Exercise directions: Set down the records once more, please, exactly and with the pictures left out.

Available data:
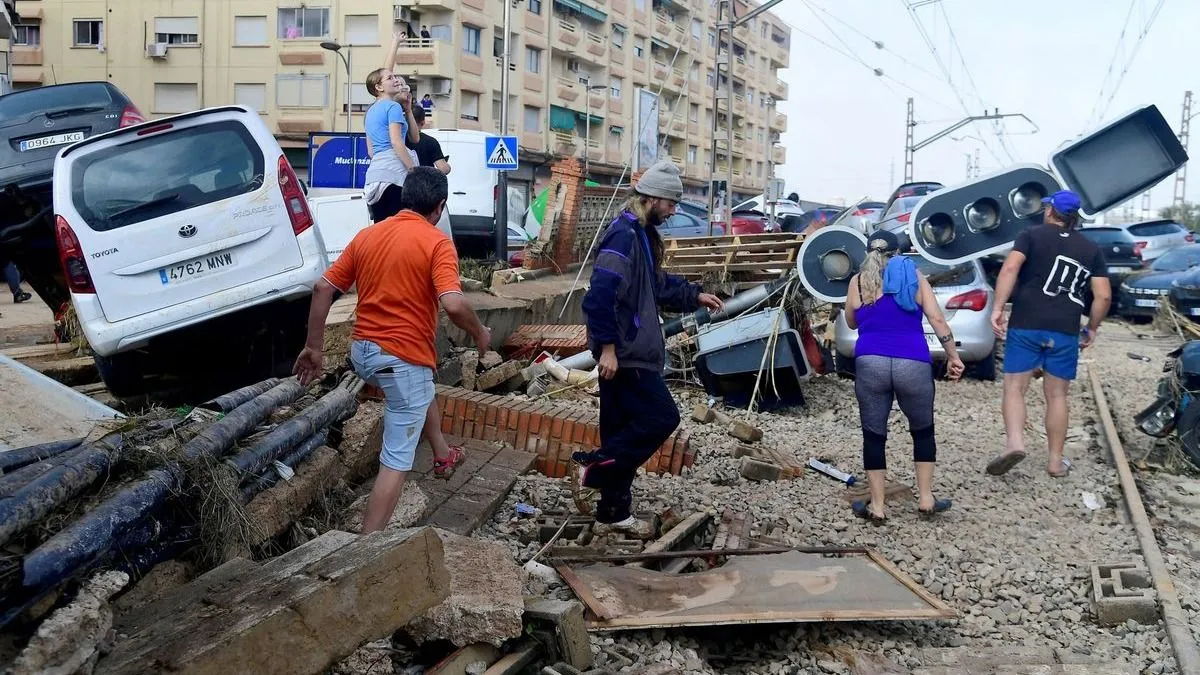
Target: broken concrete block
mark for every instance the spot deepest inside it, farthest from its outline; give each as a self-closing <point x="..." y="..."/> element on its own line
<point x="570" y="633"/>
<point x="299" y="613"/>
<point x="499" y="375"/>
<point x="486" y="597"/>
<point x="757" y="470"/>
<point x="70" y="640"/>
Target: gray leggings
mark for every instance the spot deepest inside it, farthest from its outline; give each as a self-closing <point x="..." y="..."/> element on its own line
<point x="877" y="381"/>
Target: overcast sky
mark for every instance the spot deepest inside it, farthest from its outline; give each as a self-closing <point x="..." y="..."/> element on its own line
<point x="1044" y="58"/>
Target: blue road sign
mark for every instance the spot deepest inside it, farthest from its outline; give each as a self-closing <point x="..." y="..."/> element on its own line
<point x="501" y="153"/>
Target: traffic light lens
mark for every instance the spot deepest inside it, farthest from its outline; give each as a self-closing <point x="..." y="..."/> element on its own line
<point x="983" y="215"/>
<point x="837" y="264"/>
<point x="937" y="230"/>
<point x="1027" y="199"/>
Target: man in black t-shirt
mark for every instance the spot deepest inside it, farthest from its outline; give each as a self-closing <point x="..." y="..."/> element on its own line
<point x="1048" y="275"/>
<point x="429" y="150"/>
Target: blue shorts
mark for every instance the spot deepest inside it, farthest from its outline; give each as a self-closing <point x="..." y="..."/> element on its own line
<point x="1056" y="353"/>
<point x="408" y="393"/>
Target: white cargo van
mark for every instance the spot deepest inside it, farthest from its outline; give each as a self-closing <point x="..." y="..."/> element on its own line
<point x="186" y="240"/>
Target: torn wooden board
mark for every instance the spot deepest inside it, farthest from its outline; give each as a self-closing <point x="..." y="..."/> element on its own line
<point x="779" y="587"/>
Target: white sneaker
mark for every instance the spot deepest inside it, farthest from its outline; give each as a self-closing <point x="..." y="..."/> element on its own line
<point x="631" y="526"/>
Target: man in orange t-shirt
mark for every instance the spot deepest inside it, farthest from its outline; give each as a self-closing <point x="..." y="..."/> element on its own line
<point x="403" y="268"/>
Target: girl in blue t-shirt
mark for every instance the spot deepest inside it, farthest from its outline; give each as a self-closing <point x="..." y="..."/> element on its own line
<point x="389" y="123"/>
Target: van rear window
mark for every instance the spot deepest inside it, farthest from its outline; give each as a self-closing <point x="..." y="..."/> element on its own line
<point x="167" y="173"/>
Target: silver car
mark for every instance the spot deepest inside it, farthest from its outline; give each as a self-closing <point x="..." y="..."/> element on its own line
<point x="966" y="299"/>
<point x="1156" y="237"/>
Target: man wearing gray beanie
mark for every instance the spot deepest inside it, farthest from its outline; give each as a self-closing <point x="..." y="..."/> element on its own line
<point x="625" y="335"/>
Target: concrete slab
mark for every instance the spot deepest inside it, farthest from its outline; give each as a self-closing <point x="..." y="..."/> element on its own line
<point x="298" y="614"/>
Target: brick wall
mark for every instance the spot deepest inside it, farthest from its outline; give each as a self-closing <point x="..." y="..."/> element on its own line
<point x="549" y="430"/>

Written solution:
Target: broken concrete block
mark for every instance the spot deepest inside it, farthest from its outline; give each as a self-closing <point x="..." y="..."/> element on its own line
<point x="570" y="633"/>
<point x="299" y="613"/>
<point x="499" y="375"/>
<point x="486" y="597"/>
<point x="757" y="470"/>
<point x="70" y="640"/>
Target: gray leggings
mark for every instance the spot deepest inside it, farthest from its outline; give each as a self-closing <point x="..." y="..."/> element on its own line
<point x="877" y="381"/>
Target: overcast sky
mark for every instance the spot deepest inside it, farthest from its outline; give each as a self-closing <point x="..." y="..."/> element on its own line
<point x="1044" y="58"/>
Target: blue road sign
mark for every instance the spot deepest inside it, farthest from its outline; give each as a self-closing <point x="..." y="..."/> element on its own line
<point x="501" y="153"/>
Target: traffic light lens
mark for every instance the spot deepest inside it, farthest from its outline; give each as a self-closing <point x="..." y="..."/> element on its own line
<point x="983" y="215"/>
<point x="837" y="264"/>
<point x="937" y="230"/>
<point x="1027" y="199"/>
Target: man in black t-shirt
mark for every instance the spot deepest inside it, farthest from its outline; give each as a self-closing <point x="..." y="..."/> element on its own line
<point x="1048" y="275"/>
<point x="429" y="150"/>
Target: blue shorts
mark for every instance the spot deepest inside it, farthest from its outline; give each as a self-closing <point x="..." y="..."/> element on its own line
<point x="1056" y="353"/>
<point x="408" y="393"/>
Target: white cargo van
mark for every instance the spot deepest inside it, farthest from its outline; give each as a self-closing <point x="..." y="..."/> element on its own line
<point x="186" y="240"/>
Target: torn wooden board
mark for every instance the spot deepest inside it, farthest from its outline; give each as a self-closing <point x="..." y="..."/> element on its own line
<point x="779" y="587"/>
Target: white sneaker
mark for every instance the spot deepest inside it, farthest from its outline; give each as a self-closing <point x="..." y="..."/> element on its own line
<point x="631" y="526"/>
Target: man in orange t-shirt
mark for every instance the spot deepest inside it, farthest from its outline; give each as a self-closing <point x="..." y="..."/> element on its own line
<point x="403" y="268"/>
Target: girl in blue t-shirt
mark for every instance the spot deepest inside it, farthest from its outline; give each as a self-closing <point x="..." y="..."/> element on its own line
<point x="389" y="123"/>
Target: van rear window
mark for every instance the spot deepest inside it, farthest from its outline; give each as a self-closing <point x="..." y="..."/> element on its own line
<point x="167" y="173"/>
Target: silver car
mark for every instance the spot deepest inside it, farthest from its outline; give each as a self-closing <point x="..." y="..."/> element on its own line
<point x="966" y="299"/>
<point x="1156" y="237"/>
Target: man wearing gray beanie
mark for every instance the spot deepest inside it, farthest from its outline; give each as a self-closing <point x="..." y="..."/> element on its own line
<point x="625" y="335"/>
Target: concrete slab
mark for every instance the spot deepest inside it, farthest from its outline; give each as a self-closing <point x="..." y="..."/> element on its own line
<point x="298" y="614"/>
Target: brick wall
mark for every instance the spot deepest inside it, farthest from its outline; give each as a self-closing <point x="..." y="..."/> element on its own line
<point x="549" y="430"/>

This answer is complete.